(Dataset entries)
======

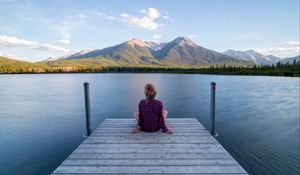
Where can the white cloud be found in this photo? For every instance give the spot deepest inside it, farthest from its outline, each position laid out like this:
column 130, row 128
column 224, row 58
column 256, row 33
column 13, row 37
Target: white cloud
column 104, row 15
column 165, row 17
column 156, row 36
column 193, row 36
column 147, row 21
column 9, row 41
column 288, row 48
column 64, row 41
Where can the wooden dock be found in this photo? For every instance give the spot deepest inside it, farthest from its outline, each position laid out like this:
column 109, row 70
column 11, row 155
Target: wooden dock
column 112, row 149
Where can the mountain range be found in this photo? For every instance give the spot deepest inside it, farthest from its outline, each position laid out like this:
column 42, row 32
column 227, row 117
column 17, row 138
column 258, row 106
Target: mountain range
column 252, row 55
column 180, row 51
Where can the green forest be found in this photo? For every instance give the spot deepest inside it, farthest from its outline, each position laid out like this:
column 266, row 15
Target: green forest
column 9, row 66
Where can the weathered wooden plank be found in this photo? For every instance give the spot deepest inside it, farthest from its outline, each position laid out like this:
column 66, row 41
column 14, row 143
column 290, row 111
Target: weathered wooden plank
column 150, row 150
column 132, row 126
column 151, row 156
column 151, row 162
column 137, row 137
column 126, row 129
column 148, row 141
column 149, row 169
column 168, row 119
column 112, row 149
column 143, row 134
column 154, row 146
column 147, row 173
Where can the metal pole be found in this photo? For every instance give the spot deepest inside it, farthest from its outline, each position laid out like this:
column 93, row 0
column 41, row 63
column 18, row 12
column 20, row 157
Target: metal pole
column 213, row 109
column 87, row 107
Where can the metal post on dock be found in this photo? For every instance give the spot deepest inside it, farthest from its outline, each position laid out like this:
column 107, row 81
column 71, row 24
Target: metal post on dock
column 213, row 109
column 87, row 108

======

_Task to complete_: Copy out the data above exactly, except the pictures.

_Answer below_:
Where can the white cloud be found in this photo? For every instance give the spot deepest inside it, farthest from its outline, each position laid out like this:
column 130, row 128
column 224, row 58
column 256, row 33
column 13, row 37
Target: white cloud
column 104, row 15
column 165, row 17
column 156, row 36
column 193, row 36
column 147, row 21
column 9, row 41
column 288, row 48
column 64, row 41
Where can the wooden dock be found in this photo? For every instance give the spot deepest inside it, farthest from its outline, each position laid out like this:
column 109, row 70
column 11, row 155
Target: wooden dock
column 112, row 149
Where can the mountain range be found in this photo? For every instance give the spot deepest inside it, farthest from its outline, each position laid out like this:
column 42, row 32
column 227, row 117
column 17, row 138
column 258, row 106
Target: mountain range
column 252, row 55
column 180, row 51
Where can the green forest be found in this photo? For every instance give the spot deepest inside it, farthest from its outline, each position laid out like this:
column 266, row 15
Target: green forest
column 9, row 66
Where can the weathered wooden plank be found in this photo? For every instance give the spot deepest inside it, farthest from its outline, each position laid out like this:
column 66, row 41
column 14, row 143
column 290, row 111
Target: weathered wooden plank
column 150, row 150
column 132, row 126
column 151, row 156
column 151, row 162
column 137, row 137
column 126, row 129
column 148, row 141
column 149, row 169
column 168, row 119
column 112, row 149
column 143, row 134
column 154, row 146
column 147, row 173
Where can the metal pole be found in this photo? For every instance give the spot deepest inside it, farthest from its outline, each position laid out like this:
column 93, row 0
column 41, row 63
column 18, row 12
column 20, row 157
Target: metal pole
column 213, row 109
column 87, row 107
Where can the metal post on dock be found in this photo? For every instance give the spot deepest inside it, farthest from its outline, each position laid out like this:
column 107, row 81
column 71, row 24
Target: metal post on dock
column 213, row 109
column 87, row 108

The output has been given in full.